> Exercise aim:
Could you output each line of the data that follows exactly?

Extracted data entries:
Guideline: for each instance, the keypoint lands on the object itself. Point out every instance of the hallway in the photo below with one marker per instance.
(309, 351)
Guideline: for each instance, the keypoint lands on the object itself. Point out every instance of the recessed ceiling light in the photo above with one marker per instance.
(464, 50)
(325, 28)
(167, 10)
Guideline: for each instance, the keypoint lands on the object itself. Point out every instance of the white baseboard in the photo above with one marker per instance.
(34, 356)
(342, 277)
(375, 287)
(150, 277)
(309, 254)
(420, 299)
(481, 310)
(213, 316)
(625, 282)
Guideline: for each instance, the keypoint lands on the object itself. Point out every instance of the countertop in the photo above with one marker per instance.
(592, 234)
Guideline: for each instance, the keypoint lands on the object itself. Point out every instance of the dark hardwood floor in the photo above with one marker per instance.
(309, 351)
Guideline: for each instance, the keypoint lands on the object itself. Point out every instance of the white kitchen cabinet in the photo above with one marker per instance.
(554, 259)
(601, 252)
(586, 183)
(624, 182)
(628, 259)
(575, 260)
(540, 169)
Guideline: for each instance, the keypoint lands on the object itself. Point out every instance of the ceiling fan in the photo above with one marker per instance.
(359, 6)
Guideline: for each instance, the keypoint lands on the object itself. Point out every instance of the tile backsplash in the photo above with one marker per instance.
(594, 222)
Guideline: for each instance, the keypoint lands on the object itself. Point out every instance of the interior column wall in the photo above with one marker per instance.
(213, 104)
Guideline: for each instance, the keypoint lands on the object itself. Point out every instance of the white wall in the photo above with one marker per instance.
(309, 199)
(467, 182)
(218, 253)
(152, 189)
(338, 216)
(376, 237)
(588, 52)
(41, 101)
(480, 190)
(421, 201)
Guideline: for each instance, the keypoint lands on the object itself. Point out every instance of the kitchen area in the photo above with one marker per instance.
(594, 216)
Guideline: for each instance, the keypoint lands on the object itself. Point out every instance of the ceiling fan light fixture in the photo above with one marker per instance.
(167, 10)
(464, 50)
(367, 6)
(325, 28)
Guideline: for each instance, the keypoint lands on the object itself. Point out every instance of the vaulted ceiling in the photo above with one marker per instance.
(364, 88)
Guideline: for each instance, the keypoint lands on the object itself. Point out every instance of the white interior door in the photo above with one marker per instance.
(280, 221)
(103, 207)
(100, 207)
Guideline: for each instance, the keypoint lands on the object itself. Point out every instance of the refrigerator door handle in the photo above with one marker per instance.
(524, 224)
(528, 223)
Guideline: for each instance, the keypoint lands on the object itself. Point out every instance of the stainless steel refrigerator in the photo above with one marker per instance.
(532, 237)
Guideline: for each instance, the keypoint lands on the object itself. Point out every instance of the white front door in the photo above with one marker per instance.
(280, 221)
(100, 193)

> Result of this task:
Guideline: for each instance, the keypoint lands on the object itself. Point out every instance of the hallway in the photo below with one marker per instance.
(309, 351)
Guideline: for each instance, the keypoint lands on the object itself. Point out every instance of the recessed ceiling light in the photo above with one marker per instance.
(464, 50)
(325, 28)
(167, 10)
Guideline: for each instance, the keypoint lands on the object itself. Point out every instance of the white baseboard in the photo above with one marker per instance.
(34, 356)
(342, 277)
(375, 287)
(150, 277)
(309, 254)
(420, 299)
(481, 310)
(213, 316)
(625, 282)
Guideline: for each instance, the keypoint lands on the object itself. Point out every instance of the countertop in the photo above with one marker per instance.
(592, 234)
Guideline: for each instance, the keypoint lands on the object itself. Point out every instance of the dark hardwood floor in the photo above with one marker per instance.
(309, 351)
Guideline: for each instance, the keypoint lands on the object itself. Point out every instance of the white kitchen cabinet in the photo above with one marker per instance.
(554, 259)
(601, 252)
(586, 183)
(624, 182)
(628, 259)
(575, 260)
(540, 169)
Guideline: for each instance, the keypoint lands on the object itself. Point out every instance of the ceiling fan in the photo above with one marker per instance.
(359, 6)
Guideline: for each instance, the keypoint lands on the object itself. Point out every instance of the tile backsplash in the photo above with one marker per instance.
(594, 222)
Guideline: for each instance, the keypoint lands on the object itself. Point out every instance of the interior column wall in the photo above with one marker per instance.
(213, 104)
Guideline: for each instance, the keypoint lands on the object itself. Point out every instance of the white wall in the photo above with one marker per instance.
(309, 199)
(467, 182)
(218, 253)
(152, 189)
(338, 216)
(376, 237)
(588, 52)
(41, 101)
(480, 190)
(421, 201)
Guideline: for each instance, the keypoint lands on the object itself. Point out every instance of the kitchen area in the photo above with one marker per instance.
(594, 216)
Guideline: for each instance, the keypoint lands on the object itself. Point out every instance of the ceiling fan light fixture in the photo above with one marker per instance.
(167, 10)
(464, 50)
(367, 6)
(325, 28)
Guideline: for each instance, the keypoint lands on the object itself. Point out every instance of the vaulted ceiling in the photo above with one marker per instance.
(364, 88)
Guideline: for each instance, the keypoint lands on the object itself. Point out every instance of the white interior door in the photo above with one marker per instance.
(280, 221)
(103, 207)
(100, 207)
Guideline: for each instance, the keypoint lands on the object itself. Point out every instance of the refrigerator door handle in the photo above with one marker per instance.
(524, 224)
(528, 223)
Guideline: for each instance, the keypoint lands on the object itself. Point out every instance of the stainless steel refrigerator in the photo above with one marker per instance.
(532, 237)
Guideline: for each instance, the keypoint lands on the object itself. Point out every instance of the white front door in the photo above with one marker per instance.
(280, 221)
(100, 193)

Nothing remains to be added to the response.